*Task inputs*
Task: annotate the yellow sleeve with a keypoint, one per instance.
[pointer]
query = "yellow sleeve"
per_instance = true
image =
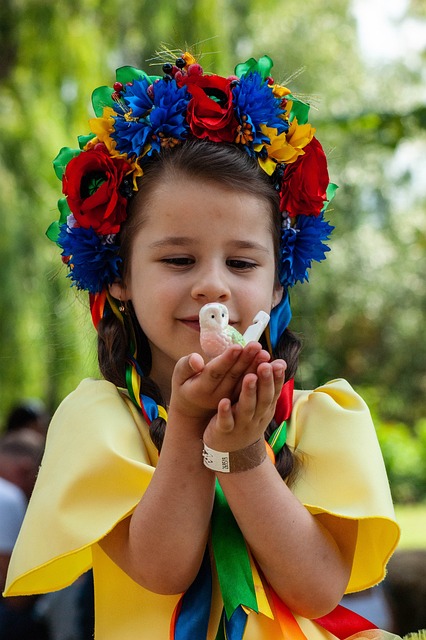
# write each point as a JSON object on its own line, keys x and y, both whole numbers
{"x": 97, "y": 464}
{"x": 343, "y": 474}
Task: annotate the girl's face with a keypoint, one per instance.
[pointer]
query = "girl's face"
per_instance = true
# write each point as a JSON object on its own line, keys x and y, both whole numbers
{"x": 198, "y": 243}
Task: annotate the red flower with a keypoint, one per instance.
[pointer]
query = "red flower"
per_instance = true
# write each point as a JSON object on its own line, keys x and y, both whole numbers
{"x": 91, "y": 183}
{"x": 210, "y": 111}
{"x": 304, "y": 184}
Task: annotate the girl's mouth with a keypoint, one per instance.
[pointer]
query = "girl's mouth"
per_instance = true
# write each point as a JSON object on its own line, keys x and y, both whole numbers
{"x": 192, "y": 322}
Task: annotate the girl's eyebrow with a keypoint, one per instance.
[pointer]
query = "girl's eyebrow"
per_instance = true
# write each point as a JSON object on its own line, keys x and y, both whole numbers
{"x": 170, "y": 241}
{"x": 182, "y": 241}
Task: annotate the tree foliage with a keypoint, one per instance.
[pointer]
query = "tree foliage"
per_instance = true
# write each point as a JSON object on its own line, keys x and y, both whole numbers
{"x": 363, "y": 316}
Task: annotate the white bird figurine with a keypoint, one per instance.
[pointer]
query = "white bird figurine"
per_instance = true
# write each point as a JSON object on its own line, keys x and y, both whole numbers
{"x": 216, "y": 334}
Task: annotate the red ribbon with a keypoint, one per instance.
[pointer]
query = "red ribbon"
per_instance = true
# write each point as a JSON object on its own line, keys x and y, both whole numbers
{"x": 285, "y": 402}
{"x": 343, "y": 622}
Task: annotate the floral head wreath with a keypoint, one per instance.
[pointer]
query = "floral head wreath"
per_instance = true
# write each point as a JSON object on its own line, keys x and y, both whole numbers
{"x": 141, "y": 115}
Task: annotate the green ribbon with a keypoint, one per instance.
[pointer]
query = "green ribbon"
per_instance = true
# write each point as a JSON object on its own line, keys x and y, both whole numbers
{"x": 231, "y": 557}
{"x": 278, "y": 438}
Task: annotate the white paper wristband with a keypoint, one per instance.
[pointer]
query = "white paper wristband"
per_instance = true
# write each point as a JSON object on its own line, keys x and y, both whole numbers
{"x": 235, "y": 461}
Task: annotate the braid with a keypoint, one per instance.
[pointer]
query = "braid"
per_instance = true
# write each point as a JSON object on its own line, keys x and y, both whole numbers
{"x": 288, "y": 349}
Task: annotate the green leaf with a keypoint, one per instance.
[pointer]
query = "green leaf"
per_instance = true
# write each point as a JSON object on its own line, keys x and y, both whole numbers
{"x": 263, "y": 66}
{"x": 101, "y": 97}
{"x": 64, "y": 210}
{"x": 83, "y": 140}
{"x": 330, "y": 193}
{"x": 299, "y": 110}
{"x": 64, "y": 156}
{"x": 53, "y": 230}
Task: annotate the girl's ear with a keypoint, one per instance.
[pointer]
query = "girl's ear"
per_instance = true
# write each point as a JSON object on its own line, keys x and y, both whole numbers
{"x": 119, "y": 291}
{"x": 277, "y": 295}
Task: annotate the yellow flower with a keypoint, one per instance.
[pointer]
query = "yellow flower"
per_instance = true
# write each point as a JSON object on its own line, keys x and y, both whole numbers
{"x": 103, "y": 127}
{"x": 285, "y": 147}
{"x": 279, "y": 91}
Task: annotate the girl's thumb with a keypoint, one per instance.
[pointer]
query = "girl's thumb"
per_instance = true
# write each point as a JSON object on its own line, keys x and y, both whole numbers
{"x": 187, "y": 367}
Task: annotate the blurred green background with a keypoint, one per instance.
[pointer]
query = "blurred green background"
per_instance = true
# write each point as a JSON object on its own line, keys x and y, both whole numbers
{"x": 360, "y": 63}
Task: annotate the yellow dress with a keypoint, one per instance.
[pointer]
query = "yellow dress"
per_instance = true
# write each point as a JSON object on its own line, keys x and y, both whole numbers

*Description of the task*
Every entry above should be duplicated exactly. Do not include the images.

*Result of the task*
Task: annotate the yellow sleeve with a keypoint, one per instance.
[pointer]
query = "yellow sleeve"
per_instance = true
image =
# write each point as a JSON object on its own line, keys x and y, both whole numbers
{"x": 97, "y": 464}
{"x": 343, "y": 474}
Task: annotate the girl's face with a keypoint, one per instance.
[pointer]
query = "girl's face"
per_instance = true
# write each point as a JSON object on its own line, keys x and y, both whole numbers
{"x": 198, "y": 243}
Task: annotate the red flower with a keypoint, one per instance.
[pointer]
query = "red flower"
per_instance = true
# write each point as a JSON object on its own line, keys x and y, both whole numbers
{"x": 91, "y": 183}
{"x": 210, "y": 111}
{"x": 304, "y": 184}
Task: annotate the girl's mouth with a keypoint, one per instance.
[pointer]
query = "girl's mouth"
per_instance = true
# write each point as a JSON object on its own line, keys x and y, both whole numbers
{"x": 192, "y": 322}
Task: annotate the girl's eyebrow with a keypoint, one per instance.
[pointer]
query = "girl's eyebrow"
per_instance = true
# write each point as a JSON object on its own line, keys x and y, both whole numbers
{"x": 170, "y": 241}
{"x": 182, "y": 241}
Task: annotate the tree foliage with a keypoint, one per instance.
[pointer]
query = "tree foliage"
per_instance = true
# write each point as a JSON object on its own line, keys x and y, both whole numbers
{"x": 363, "y": 316}
Task: annotate the white bird figurine with a keypoint, one per instance.
[pointer]
query = "white bird figurine"
per_instance = true
# write each point as a JSON object on its own line, keys x and y, both whole numbers
{"x": 216, "y": 334}
Task: annotate the red ribbon with a keypoint, one per instance.
[pointer]
query = "red ribbon"
per_instance = true
# write each point as a JSON object on its own line, keys x and y, both whole numbers
{"x": 285, "y": 402}
{"x": 343, "y": 622}
Task: annotate the floral head wreath with a keypoint, one per instance.
[pointer]
query = "floral head wreath"
per_instance = true
# write each point as a JSON object on its own line, keys x and y, both whole numbers
{"x": 141, "y": 115}
Task: annotate the green ribbon with a keypoint, one per instance.
[pointer]
query = "green ribbon"
per_instance = true
# write each point as a JSON object on its own line, keys x and y, both whole numbers
{"x": 231, "y": 557}
{"x": 278, "y": 438}
Task: annotate the white paper wristband with a keypoint, one per instance.
[pointer]
query = "white paper wristband"
per_instance = true
# write each point as a JSON object on its own line, keys x and y, both whole numbers
{"x": 235, "y": 461}
Task: annotate the braid with a keypoint, one per instance.
[pointer]
query = "braid"
per_instance = true
# write each point as a JSON object on its own line, keys x and y, both whole numbers
{"x": 288, "y": 349}
Task: annotate the green leaf with a keypoint, one per instance.
[pointer]
query = "green leaf"
per_instance = true
# write each point as a JSON object on its own line, keys x and y, both whole numbers
{"x": 263, "y": 66}
{"x": 101, "y": 97}
{"x": 64, "y": 210}
{"x": 83, "y": 140}
{"x": 330, "y": 193}
{"x": 299, "y": 110}
{"x": 64, "y": 156}
{"x": 53, "y": 230}
Task: annotate the girl's ear with a keypoint, one per instance.
[pointer]
query = "girl's ear"
per_instance = true
# write each point as a JSON object on its own line, keys x and y, both whole numbers
{"x": 119, "y": 291}
{"x": 277, "y": 295}
Task: annotate the yellow flower with a keypoint, one per instance.
[pointer]
query = "yellow flower"
per_instance = true
# write each point as a JSON object on its own line, keys x and y, both whole numbers
{"x": 103, "y": 127}
{"x": 285, "y": 147}
{"x": 279, "y": 91}
Task: annotate the girl's thumb with a keypoint, one per instance.
[pointer]
query = "girl's thumb"
per_instance = true
# write each point as a JSON object on its own line, keys x and y, both whole numbers
{"x": 187, "y": 367}
Task: annotate the blurred green background with a keypoint, one per instance.
[pointer]
query = "blurred green background"
per_instance = true
# write each point as a JSON object on its own line, keys x and y, both whole numbers
{"x": 360, "y": 63}
Task: annotate the yellow dress with a keypoint, one per instance.
[pointer]
query = "yellow dress"
per_instance = true
# write each point as a JSON object on its own line, keys x and y, both whole numbers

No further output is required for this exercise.